Problem to work on
Reproduce the portion of the NPR resignation text below that lies between "The NPR tempest-in-a-teapot" and "anti-poverty self-help group.", inclusive.

Given text
Three days ago, Ronald Schiller, an NPR executive, resigned after being exposed in an undercover videotape criticizing Republicans and their Tea Party supporters. Today, in a surprise move, he withdrew his resignation, explaining, “It took me two days to realize that I have nothing to apologize for.”

“What I said on that tape is true,” said Schiller. “The Republican Party has been hijacked by a racist Tea Party. Not only that, it has become a wholly owned subsidiary of not just the Tea Party, but of greedy, rich businessmen, like the Koch brothers, who care only about their profits and political influence-peddling. Moreover, Republicans constantly attack NPR. Nothing I said or anyone else at NPR has said rivals the daily lies repeated on the GOP’s favorite media outlets, Fox News and The Wall Street Journal.”

Following Schiller’s announcement, NPR’s chief executive Vivian Schiller, who resigned Wednesday, also withdrew her resignation. “The fact is,” said Ms. Schiller, “the nation needs NPR to counter the distortions in the media by Fox as well as the mainstream beltway-oriented media.” Ms. Schiller, no relation to Ronald, said, “The right-wing media are trying to do to NPR what they did to ACORN and to Shirley Sherrod. In those cases, the mainstream media, including CNN, The Washington Post and The New York Times, botched the story because they relied on hidden videos from right-wing activists with a history of blatant lies and even criminal behavior. It is time for the mainstream media to take Andrew Breitbart and James O’Keefe off their speed-dials. They are not credible sources.”

The NPR tempest-in-a-teapot began Tuesday when conservative filmmaker O’Keefe released a hidden camera video on his Project Veritas web site, a site that also includes hidden-camera investigations of other right-wing targets, including teachers’ unions and ACORN, the anti-poverty self-help group.

Data provided
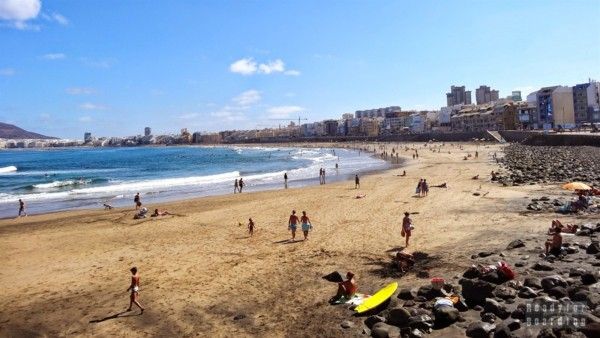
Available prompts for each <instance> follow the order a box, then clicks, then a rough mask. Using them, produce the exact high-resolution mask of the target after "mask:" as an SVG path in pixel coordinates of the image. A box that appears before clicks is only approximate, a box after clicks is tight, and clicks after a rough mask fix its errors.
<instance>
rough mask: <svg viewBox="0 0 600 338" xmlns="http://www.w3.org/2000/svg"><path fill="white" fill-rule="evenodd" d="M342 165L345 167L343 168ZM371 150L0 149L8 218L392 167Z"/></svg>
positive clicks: (214, 191) (81, 148) (310, 179)
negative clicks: (235, 180)
mask: <svg viewBox="0 0 600 338" xmlns="http://www.w3.org/2000/svg"><path fill="white" fill-rule="evenodd" d="M336 163H337V164H338V166H339V169H338V170H336V169H335V165H336ZM387 167H388V164H387V163H386V162H384V161H382V160H380V159H375V158H372V157H370V156H368V155H365V154H364V153H363V154H362V155H360V154H359V153H358V152H355V151H351V150H345V149H330V148H310V149H304V148H264V147H140V148H65V149H48V150H46V149H44V150H29V149H25V150H5V151H0V217H13V216H15V215H16V213H17V209H18V202H17V201H18V199H19V198H22V199H23V200H24V201H25V202H26V203H27V207H28V212H29V213H39V212H48V211H58V210H68V209H74V208H98V207H102V204H103V203H109V204H111V205H113V206H122V205H133V202H132V200H133V196H134V195H135V194H136V193H137V192H139V193H140V195H141V196H142V202H144V203H156V202H160V201H166V200H176V199H182V198H189V197H195V196H208V195H218V194H226V193H232V192H233V182H234V180H235V179H237V178H240V177H242V178H243V179H244V181H245V183H246V187H245V191H256V190H265V189H278V188H282V187H283V174H284V173H285V172H287V174H288V177H289V185H290V187H298V186H303V185H307V184H318V172H319V168H325V170H326V172H327V177H328V178H329V179H330V180H337V179H347V178H349V177H350V176H353V175H354V174H355V173H364V172H366V171H372V170H378V169H384V168H387Z"/></svg>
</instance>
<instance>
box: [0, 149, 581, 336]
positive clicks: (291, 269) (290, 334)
mask: <svg viewBox="0 0 600 338" xmlns="http://www.w3.org/2000/svg"><path fill="white" fill-rule="evenodd" d="M439 145H440V144H436V146H439ZM457 146H458V144H455V145H454V148H452V147H450V145H449V144H447V145H446V150H448V151H450V152H451V153H450V154H449V153H447V152H446V151H443V152H440V153H438V152H432V151H430V150H429V149H427V148H423V144H418V145H417V147H418V149H419V155H420V156H419V159H418V160H417V159H415V160H412V159H408V160H407V161H406V163H405V165H404V166H403V167H402V168H394V169H389V170H385V171H383V172H380V173H374V174H372V175H369V176H366V175H365V177H364V179H361V187H360V189H354V184H353V182H348V181H343V182H336V183H331V184H326V185H324V186H320V185H318V186H309V187H303V188H299V189H292V190H289V189H288V190H287V191H285V190H273V191H262V192H252V193H248V194H245V193H243V194H236V195H233V194H231V195H223V196H213V197H203V198H198V199H192V200H185V201H181V202H177V203H174V204H168V205H167V208H168V209H169V211H171V212H173V213H174V214H175V215H173V216H165V217H161V218H148V219H142V220H133V219H132V218H133V214H134V210H133V208H122V209H118V210H110V211H104V210H94V211H70V212H61V213H56V214H46V215H36V216H31V217H26V218H20V219H17V220H0V234H1V236H0V247H2V248H3V250H2V251H1V252H0V259H1V260H2V261H3V262H4V263H5V264H4V265H5V266H4V268H3V271H2V272H0V285H1V286H2V287H3V290H4V292H3V293H2V294H0V306H2V308H3V309H6V310H5V311H4V312H3V313H0V323H1V324H0V335H8V336H10V335H13V336H18V335H24V334H29V335H33V334H45V335H50V336H67V335H68V336H90V335H100V336H115V335H117V336H122V335H128V334H129V335H135V336H161V335H162V336H165V335H170V336H193V335H196V333H198V332H203V334H206V335H210V336H214V337H230V336H264V337H281V336H295V335H298V333H299V332H302V333H303V334H304V335H307V336H329V337H361V336H363V335H361V334H360V329H359V328H360V326H358V325H362V323H361V322H362V320H363V319H364V318H355V317H353V316H352V312H351V311H349V310H348V309H347V308H345V307H334V306H330V305H329V304H327V300H328V299H329V297H331V296H332V295H333V293H335V289H336V288H335V285H332V284H331V283H328V282H326V281H324V280H323V279H322V278H321V276H324V275H326V274H328V273H330V272H332V271H341V272H344V271H352V272H354V273H355V274H356V275H357V276H358V283H359V291H360V292H364V293H369V294H372V293H373V292H375V291H376V290H378V289H379V288H381V287H382V286H384V285H386V284H388V283H389V282H392V281H398V282H399V283H400V287H401V288H406V287H413V286H415V285H422V284H426V283H428V282H429V278H427V279H421V278H419V277H417V275H416V274H415V272H411V273H409V274H406V275H404V276H399V275H398V274H396V272H395V271H394V270H393V269H391V268H390V262H391V258H390V257H391V256H392V255H393V254H394V252H395V251H397V250H399V248H400V247H402V246H403V244H404V239H403V238H402V237H401V236H400V234H399V233H400V224H399V222H398V220H399V217H401V214H402V213H403V212H404V211H409V212H411V213H413V214H412V216H411V217H412V218H413V220H414V223H415V230H414V233H413V237H412V238H411V244H410V247H409V249H410V250H411V251H413V252H417V251H418V252H420V253H422V255H423V256H424V257H426V260H425V261H424V262H423V263H424V264H425V265H424V268H426V269H427V270H428V272H429V274H430V275H431V277H438V276H439V277H444V278H446V280H452V279H453V276H455V275H457V274H462V272H463V271H464V269H465V268H467V267H469V266H470V265H471V264H473V261H472V260H471V259H470V256H471V255H472V254H476V253H477V252H481V251H482V250H490V251H491V250H498V251H500V250H504V248H505V247H506V245H507V243H508V242H510V241H511V240H513V239H515V238H516V237H526V236H531V235H540V234H543V233H544V232H545V231H547V228H548V225H549V224H550V221H551V219H553V218H556V214H554V213H529V212H526V210H525V207H526V203H528V201H529V199H530V198H531V197H536V198H537V197H539V196H544V195H547V194H549V193H552V194H563V195H564V196H570V193H567V192H564V191H562V190H560V187H558V186H557V185H549V186H543V185H539V184H536V185H527V186H518V187H512V186H509V187H503V186H501V185H499V184H497V183H492V182H490V181H489V179H487V178H486V177H487V176H486V175H488V173H489V172H490V171H491V170H497V169H498V165H496V164H495V162H493V161H492V159H491V154H492V153H494V152H500V151H501V149H502V146H501V145H483V146H481V145H479V146H478V145H475V144H466V143H461V144H460V146H462V147H463V148H464V149H459V148H458V147H457ZM476 149H478V150H479V158H478V159H474V158H472V157H471V158H469V159H468V160H466V161H465V160H463V157H464V156H467V154H469V153H471V154H473V153H474V151H475V150H476ZM400 154H401V155H410V154H411V153H410V152H405V151H404V149H402V151H401V153H400ZM403 170H406V172H407V176H406V177H398V176H396V175H397V174H400V173H402V171H403ZM477 174H480V175H481V179H479V180H472V179H471V177H473V176H474V175H477ZM419 178H427V180H428V181H429V182H430V184H431V186H433V185H436V184H439V183H442V182H447V183H448V188H447V189H439V188H431V189H430V193H429V196H427V197H424V198H416V197H414V185H415V184H416V182H417V181H418V179H419ZM475 193H477V194H479V195H475ZM358 194H365V195H366V196H365V197H364V198H361V199H356V198H355V196H356V195H358ZM292 209H295V210H298V211H301V210H306V211H307V212H308V215H309V217H310V218H311V220H312V223H313V224H314V229H313V231H312V232H311V233H310V235H309V237H310V239H309V240H308V241H306V242H303V241H297V242H288V239H289V238H290V234H289V232H288V231H287V229H286V223H287V219H288V216H289V214H290V211H291V210H292ZM249 217H252V218H253V220H254V221H255V223H256V232H255V234H254V236H253V237H249V236H248V234H247V230H246V228H245V226H244V225H245V223H246V221H247V219H248V218H249ZM591 217H592V216H585V215H568V216H560V218H561V220H562V221H563V223H567V222H577V223H578V224H581V223H582V222H584V221H585V220H588V219H591ZM238 223H242V226H239V225H238ZM299 236H300V237H301V236H302V235H301V234H299ZM131 266H137V267H138V268H139V269H140V274H141V276H142V277H141V280H142V281H141V293H140V301H141V302H142V304H143V305H144V306H145V307H146V308H147V311H145V312H144V314H143V315H141V316H139V315H138V314H137V313H132V314H131V316H130V317H119V316H117V317H114V318H113V319H108V320H105V321H101V322H99V323H95V322H94V321H98V320H103V319H104V318H107V317H108V316H111V315H114V314H115V313H118V312H120V311H122V310H123V309H124V308H125V306H126V304H127V302H128V295H127V294H126V293H124V292H123V290H124V289H125V288H126V287H127V285H128V282H129V276H128V270H129V268H130V267H131ZM240 295H243V296H242V297H240ZM307 309H310V311H307ZM234 318H237V319H234ZM345 320H350V321H352V322H354V324H355V325H357V327H355V329H350V330H345V329H342V328H341V327H340V323H341V322H342V321H345ZM132 332H134V333H132ZM434 332H436V331H434ZM462 332H464V331H462ZM440 334H441V336H444V331H439V332H438V336H440ZM446 336H447V335H446ZM432 337H435V335H432Z"/></svg>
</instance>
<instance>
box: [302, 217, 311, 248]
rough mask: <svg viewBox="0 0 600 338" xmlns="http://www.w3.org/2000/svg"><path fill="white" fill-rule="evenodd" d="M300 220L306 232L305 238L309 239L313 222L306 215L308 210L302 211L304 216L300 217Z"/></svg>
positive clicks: (302, 225)
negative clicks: (306, 212)
mask: <svg viewBox="0 0 600 338" xmlns="http://www.w3.org/2000/svg"><path fill="white" fill-rule="evenodd" d="M300 222H301V223H302V232H303V233H304V240H305V241H306V240H308V232H309V231H310V230H311V229H312V224H311V223H310V219H308V216H306V211H302V217H300Z"/></svg>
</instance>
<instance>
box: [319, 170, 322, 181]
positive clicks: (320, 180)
mask: <svg viewBox="0 0 600 338" xmlns="http://www.w3.org/2000/svg"><path fill="white" fill-rule="evenodd" d="M319 184H323V168H319Z"/></svg>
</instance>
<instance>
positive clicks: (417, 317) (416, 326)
mask: <svg viewBox="0 0 600 338" xmlns="http://www.w3.org/2000/svg"><path fill="white" fill-rule="evenodd" d="M408 326H409V327H410V328H411V329H419V330H421V331H429V330H431V328H433V319H432V318H431V317H430V316H428V315H419V316H412V317H410V318H408Z"/></svg>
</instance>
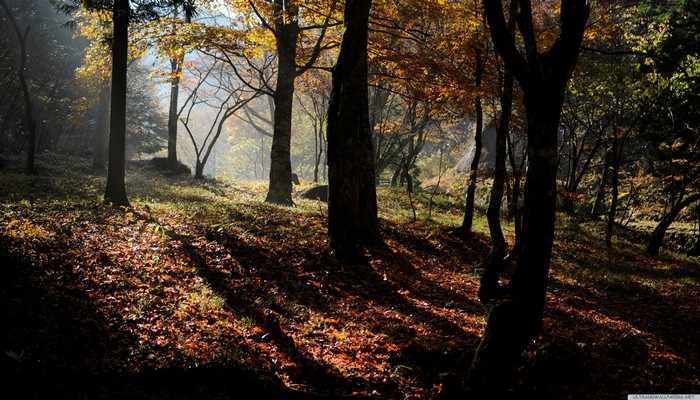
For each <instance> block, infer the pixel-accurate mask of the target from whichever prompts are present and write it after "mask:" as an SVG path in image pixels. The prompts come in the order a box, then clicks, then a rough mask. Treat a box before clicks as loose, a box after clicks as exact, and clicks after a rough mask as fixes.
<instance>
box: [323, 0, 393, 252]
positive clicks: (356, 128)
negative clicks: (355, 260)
mask: <svg viewBox="0 0 700 400" xmlns="http://www.w3.org/2000/svg"><path fill="white" fill-rule="evenodd" d="M371 5H372V1H371V0H348V1H347V2H346V5H345V22H344V24H345V32H344V34H343V39H342V42H341V47H340V53H339V55H338V61H337V63H336V66H335V67H334V68H333V88H332V91H331V99H330V104H329V108H328V128H327V129H326V135H327V137H328V148H327V154H328V183H329V188H328V234H329V241H330V246H331V248H332V249H333V251H334V252H335V254H336V256H337V257H339V258H342V259H350V260H358V259H361V258H362V257H363V250H364V248H365V247H367V246H377V245H381V244H383V240H382V238H381V234H380V230H379V219H378V217H377V198H376V189H375V185H374V183H375V179H374V178H375V177H374V173H375V172H374V160H373V149H372V136H371V131H370V126H369V104H368V94H367V24H368V18H369V10H370V8H371Z"/></svg>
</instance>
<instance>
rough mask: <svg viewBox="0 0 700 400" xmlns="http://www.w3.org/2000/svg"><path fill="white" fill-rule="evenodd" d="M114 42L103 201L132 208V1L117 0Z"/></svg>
mask: <svg viewBox="0 0 700 400" xmlns="http://www.w3.org/2000/svg"><path fill="white" fill-rule="evenodd" d="M113 7H114V8H113V13H112V20H113V21H114V43H113V45H112V100H111V103H112V104H111V105H112V107H111V110H112V112H111V116H110V123H109V165H108V167H107V185H106V188H105V195H104V202H105V204H111V205H112V206H113V207H129V206H130V204H129V200H128V198H127V197H126V188H125V186H124V175H125V170H126V70H127V62H128V46H129V0H115V1H114V6H113Z"/></svg>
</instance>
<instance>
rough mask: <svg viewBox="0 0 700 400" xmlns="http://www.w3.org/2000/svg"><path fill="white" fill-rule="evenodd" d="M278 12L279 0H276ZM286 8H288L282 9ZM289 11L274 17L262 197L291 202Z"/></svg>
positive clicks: (280, 5) (296, 52) (293, 17)
mask: <svg viewBox="0 0 700 400" xmlns="http://www.w3.org/2000/svg"><path fill="white" fill-rule="evenodd" d="M275 3H279V4H278V10H279V11H280V12H282V10H283V9H284V8H283V6H282V3H283V1H282V0H276V1H275ZM286 11H289V10H286ZM295 14H296V13H293V12H291V11H290V12H289V15H287V16H279V17H277V18H276V20H275V41H276V44H277V63H278V65H277V86H276V88H275V95H274V102H275V113H274V128H273V136H272V149H271V151H270V186H269V187H268V191H267V197H266V198H265V201H266V202H268V203H274V204H285V205H292V204H294V202H293V201H292V163H291V146H292V105H293V104H294V79H295V78H296V75H297V67H296V58H297V39H298V37H299V22H298V21H297V19H296V18H295V17H294V16H295Z"/></svg>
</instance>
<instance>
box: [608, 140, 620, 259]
mask: <svg viewBox="0 0 700 400" xmlns="http://www.w3.org/2000/svg"><path fill="white" fill-rule="evenodd" d="M619 143H620V138H619V135H618V132H617V129H616V128H613V143H612V161H613V169H612V179H611V183H610V185H611V189H612V193H611V194H612V202H611V203H610V210H609V211H608V223H607V226H606V228H605V246H606V247H608V248H611V247H612V235H613V227H614V226H615V215H616V214H617V201H618V197H619V185H620V164H621V162H620V157H621V151H620V150H621V149H619V147H620V145H619Z"/></svg>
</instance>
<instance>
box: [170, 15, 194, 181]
mask: <svg viewBox="0 0 700 400" xmlns="http://www.w3.org/2000/svg"><path fill="white" fill-rule="evenodd" d="M177 10H178V9H177V6H175V10H174V14H175V17H177V14H178V11H177ZM184 12H185V22H186V23H190V22H192V8H191V6H190V5H186V6H185V7H184ZM173 28H175V26H173ZM184 62H185V54H184V53H182V55H180V56H178V57H177V58H173V59H171V60H170V71H171V73H172V79H171V80H170V108H169V110H168V168H170V169H171V170H173V171H175V170H177V164H178V163H177V123H178V105H177V103H178V97H179V94H180V74H181V73H182V64H183V63H184Z"/></svg>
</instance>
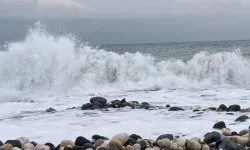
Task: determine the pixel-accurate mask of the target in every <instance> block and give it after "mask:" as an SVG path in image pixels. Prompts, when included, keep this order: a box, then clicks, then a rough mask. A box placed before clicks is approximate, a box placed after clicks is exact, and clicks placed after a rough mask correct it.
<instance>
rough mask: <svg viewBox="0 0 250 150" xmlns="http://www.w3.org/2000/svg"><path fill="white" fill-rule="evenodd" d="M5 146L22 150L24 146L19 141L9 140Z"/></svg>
mask: <svg viewBox="0 0 250 150" xmlns="http://www.w3.org/2000/svg"><path fill="white" fill-rule="evenodd" d="M4 144H11V145H12V146H13V147H18V148H20V149H21V148H22V144H21V142H20V141H18V140H7V141H6V142H5V143H4Z"/></svg>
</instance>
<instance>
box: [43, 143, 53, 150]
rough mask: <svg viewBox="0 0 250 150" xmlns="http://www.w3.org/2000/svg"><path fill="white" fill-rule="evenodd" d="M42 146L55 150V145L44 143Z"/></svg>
mask: <svg viewBox="0 0 250 150" xmlns="http://www.w3.org/2000/svg"><path fill="white" fill-rule="evenodd" d="M44 145H47V146H49V148H50V150H55V149H56V148H55V145H54V144H52V143H45V144H44Z"/></svg>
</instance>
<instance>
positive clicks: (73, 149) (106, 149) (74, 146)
mask: <svg viewBox="0 0 250 150" xmlns="http://www.w3.org/2000/svg"><path fill="white" fill-rule="evenodd" d="M73 150H85V148H84V147H83V146H78V145H75V146H73ZM106 150H107V149H106Z"/></svg>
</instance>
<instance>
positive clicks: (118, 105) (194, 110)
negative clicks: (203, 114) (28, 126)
mask: <svg viewBox="0 0 250 150" xmlns="http://www.w3.org/2000/svg"><path fill="white" fill-rule="evenodd" d="M119 108H131V109H146V110H159V109H165V110H167V111H185V109H184V108H182V107H176V106H172V107H171V106H170V105H166V106H156V105H151V104H149V103H147V102H142V103H139V102H138V101H130V102H128V101H126V99H125V98H124V99H122V100H113V101H110V102H108V101H107V99H106V98H103V97H92V98H91V99H90V101H89V103H85V104H83V105H82V106H77V107H72V108H68V109H67V110H71V109H78V110H102V111H109V109H119ZM205 111H216V112H218V113H220V112H226V114H227V115H234V112H242V113H246V112H248V113H249V112H250V107H249V108H246V109H242V108H241V107H240V105H236V104H234V105H230V106H228V107H227V106H226V105H224V104H221V105H220V106H219V107H217V108H216V107H209V108H205V109H201V110H200V109H194V110H193V112H196V113H197V115H201V114H202V113H204V112H205ZM46 112H49V113H53V112H56V110H55V109H54V108H48V109H47V110H46ZM192 117H193V118H194V117H196V116H192ZM247 119H249V117H248V116H247V115H241V116H239V117H238V118H236V119H235V121H239V122H244V121H246V120H247Z"/></svg>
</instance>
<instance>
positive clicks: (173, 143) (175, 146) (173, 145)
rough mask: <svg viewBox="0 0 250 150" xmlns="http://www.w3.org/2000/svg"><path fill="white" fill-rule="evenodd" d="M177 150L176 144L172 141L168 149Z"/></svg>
mask: <svg viewBox="0 0 250 150" xmlns="http://www.w3.org/2000/svg"><path fill="white" fill-rule="evenodd" d="M177 148H178V145H177V144H176V143H174V142H173V141H171V144H170V149H172V150H176V149H177Z"/></svg>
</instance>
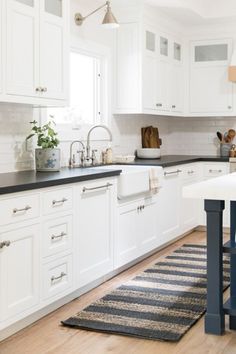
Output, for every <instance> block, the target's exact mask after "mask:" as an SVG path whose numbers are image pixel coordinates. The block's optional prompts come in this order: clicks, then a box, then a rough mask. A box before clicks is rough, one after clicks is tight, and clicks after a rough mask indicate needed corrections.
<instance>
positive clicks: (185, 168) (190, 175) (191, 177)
mask: <svg viewBox="0 0 236 354" xmlns="http://www.w3.org/2000/svg"><path fill="white" fill-rule="evenodd" d="M182 171H183V179H184V180H185V181H186V182H188V181H189V182H190V181H192V180H196V179H198V178H200V177H201V168H200V166H199V165H197V164H189V165H186V166H184V167H182Z"/></svg>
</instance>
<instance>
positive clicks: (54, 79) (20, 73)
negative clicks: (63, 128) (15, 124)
mask: <svg viewBox="0 0 236 354" xmlns="http://www.w3.org/2000/svg"><path fill="white" fill-rule="evenodd" d="M1 4H2V16H1V18H2V30H3V31H2V32H3V33H4V36H2V37H1V38H2V43H3V45H2V46H1V48H2V54H3V55H2V57H3V58H4V56H6V61H3V63H2V65H1V68H0V69H2V72H4V73H5V75H2V82H1V85H0V86H1V87H2V90H1V94H0V101H2V102H15V103H25V104H35V105H42V106H50V105H57V106H63V105H65V104H66V103H67V99H68V97H67V92H68V83H67V82H68V76H69V75H68V69H69V67H68V62H69V61H68V58H69V24H68V21H69V8H68V6H69V2H68V1H67V0H7V1H6V0H2V2H1ZM5 54H6V55H5Z"/></svg>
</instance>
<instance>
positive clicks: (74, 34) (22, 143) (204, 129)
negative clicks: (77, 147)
mask: <svg viewBox="0 0 236 354" xmlns="http://www.w3.org/2000/svg"><path fill="white" fill-rule="evenodd" d="M91 4H92V6H91ZM99 4H101V1H100V0H92V1H88V0H72V1H71V33H72V35H73V36H78V37H79V38H80V40H81V41H87V40H89V41H93V42H95V43H99V44H101V45H103V46H107V47H108V48H112V46H113V44H114V32H113V31H107V30H104V29H102V28H101V26H99V23H100V22H101V20H102V17H103V14H102V12H101V13H99V14H97V15H94V16H93V17H91V18H89V19H88V20H87V21H86V22H85V23H84V25H83V26H82V27H77V26H76V25H75V24H74V14H75V12H82V14H83V15H86V14H87V13H89V12H90V11H92V10H94V8H95V7H96V6H97V5H98V6H99ZM33 117H35V118H36V119H38V112H37V110H33V109H32V108H30V107H27V106H19V105H10V104H0V173H3V172H10V171H16V170H27V169H32V168H33V166H34V162H33V149H32V148H31V151H29V152H28V151H26V145H25V137H26V136H27V134H28V133H29V130H30V125H29V121H31V120H32V119H33ZM110 118H111V119H110V126H111V129H112V132H113V137H114V141H113V149H114V153H115V154H133V153H134V150H135V149H136V148H138V147H140V146H141V127H143V126H147V125H153V126H157V127H158V128H159V131H160V137H161V138H162V140H163V146H162V154H201V155H217V153H218V146H219V145H218V142H217V140H216V139H215V133H216V131H217V130H220V131H222V132H224V131H226V130H228V129H229V128H235V129H236V120H235V119H227V118H218V119H216V118H201V119H197V118H171V117H156V116H115V117H113V116H110ZM75 134H76V138H77V139H82V140H83V141H84V140H85V137H86V134H85V132H84V130H81V131H78V132H76V133H75V132H74V135H75ZM65 136H66V137H65ZM73 138H74V136H73ZM71 140H72V136H71V135H70V133H67V134H65V133H64V132H63V139H62V142H61V149H62V162H63V164H65V165H66V164H67V163H68V159H69V146H70V141H71ZM106 146H107V142H100V141H94V142H93V147H94V148H99V149H100V150H101V149H104V148H106Z"/></svg>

Exercise response
The NPR tempest-in-a-teapot began Tuesday when conservative filmmaker O’Keefe released a hidden camera video on his Project Veritas web site, a site that also includes hidden-camera investigations of other right-wing targets, including teachers’ unions and ACORN, the anti-poverty self-help group.